Problem statement: Could you copy out every one of the records below, reproducing each line character for character?

Supplied material:

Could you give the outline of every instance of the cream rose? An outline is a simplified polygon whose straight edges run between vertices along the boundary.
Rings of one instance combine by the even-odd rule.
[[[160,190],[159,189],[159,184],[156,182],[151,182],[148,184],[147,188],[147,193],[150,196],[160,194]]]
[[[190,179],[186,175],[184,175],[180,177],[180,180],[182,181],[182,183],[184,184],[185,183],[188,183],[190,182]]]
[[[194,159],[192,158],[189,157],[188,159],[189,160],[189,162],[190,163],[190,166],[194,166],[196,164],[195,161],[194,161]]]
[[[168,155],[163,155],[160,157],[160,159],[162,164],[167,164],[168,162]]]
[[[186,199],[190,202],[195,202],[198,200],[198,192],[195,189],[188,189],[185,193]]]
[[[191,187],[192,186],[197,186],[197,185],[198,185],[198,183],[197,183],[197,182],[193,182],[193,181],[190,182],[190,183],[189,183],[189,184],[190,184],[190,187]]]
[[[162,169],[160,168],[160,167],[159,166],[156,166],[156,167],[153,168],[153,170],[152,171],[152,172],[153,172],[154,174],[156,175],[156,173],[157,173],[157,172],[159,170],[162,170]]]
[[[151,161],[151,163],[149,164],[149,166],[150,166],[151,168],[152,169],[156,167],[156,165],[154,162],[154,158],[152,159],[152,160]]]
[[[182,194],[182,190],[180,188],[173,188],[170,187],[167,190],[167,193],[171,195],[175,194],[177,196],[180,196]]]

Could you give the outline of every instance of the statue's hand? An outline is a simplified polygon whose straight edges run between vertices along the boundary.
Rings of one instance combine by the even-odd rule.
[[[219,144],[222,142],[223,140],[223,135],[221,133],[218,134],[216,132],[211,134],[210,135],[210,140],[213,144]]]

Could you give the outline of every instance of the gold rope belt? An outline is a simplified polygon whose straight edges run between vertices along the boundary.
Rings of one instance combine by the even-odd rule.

Reply to the exercise:
Could you give the outline of every instance of the cream rose? An outline is a simplified polygon whose straight edges run between vertices along the boundary.
Rings of one instance combine by the even-odd rule.
[[[160,190],[159,189],[159,184],[156,182],[151,182],[148,184],[147,188],[147,193],[150,196],[160,194]]]
[[[190,179],[186,175],[184,175],[180,177],[180,180],[182,181],[182,183],[184,184],[185,183],[188,183],[190,182]]]
[[[194,159],[192,158],[189,157],[188,159],[189,160],[189,162],[190,163],[190,166],[194,166],[196,164],[195,161],[194,161]]]
[[[168,155],[163,155],[160,157],[160,159],[162,164],[167,164],[168,162]]]
[[[186,199],[190,202],[195,202],[198,200],[198,192],[195,189],[188,189],[185,193]]]
[[[191,187],[192,186],[197,186],[197,185],[198,185],[198,183],[197,183],[197,182],[193,182],[193,181],[190,182],[190,183],[189,183],[189,184],[190,184],[190,187]]]
[[[162,169],[160,168],[160,167],[159,166],[156,166],[156,167],[153,168],[153,170],[152,171],[152,172],[153,172],[154,174],[156,175],[156,173],[157,173],[157,172],[159,170],[162,170]]]
[[[151,161],[151,163],[149,164],[149,166],[150,166],[151,168],[152,169],[156,167],[156,165],[154,162],[154,158],[152,159],[152,160]]]
[[[182,194],[182,190],[180,188],[173,188],[170,187],[167,190],[167,193],[171,195],[175,194],[177,196],[180,196]]]

Could you give the outline of every instance of the statue's hand? An outline is a simplified polygon whose straight edges run between vertices along the boundary.
Rings of one instance combine by the even-odd rule.
[[[219,144],[222,142],[223,140],[223,135],[221,133],[218,134],[216,132],[211,134],[210,135],[210,140],[213,144]]]

Could you give the outline of every instance of the gold rope belt? An outline is a simplified polygon whose straight edges run between vertices along the boundary.
Rings of one instance combine by the even-odd rule.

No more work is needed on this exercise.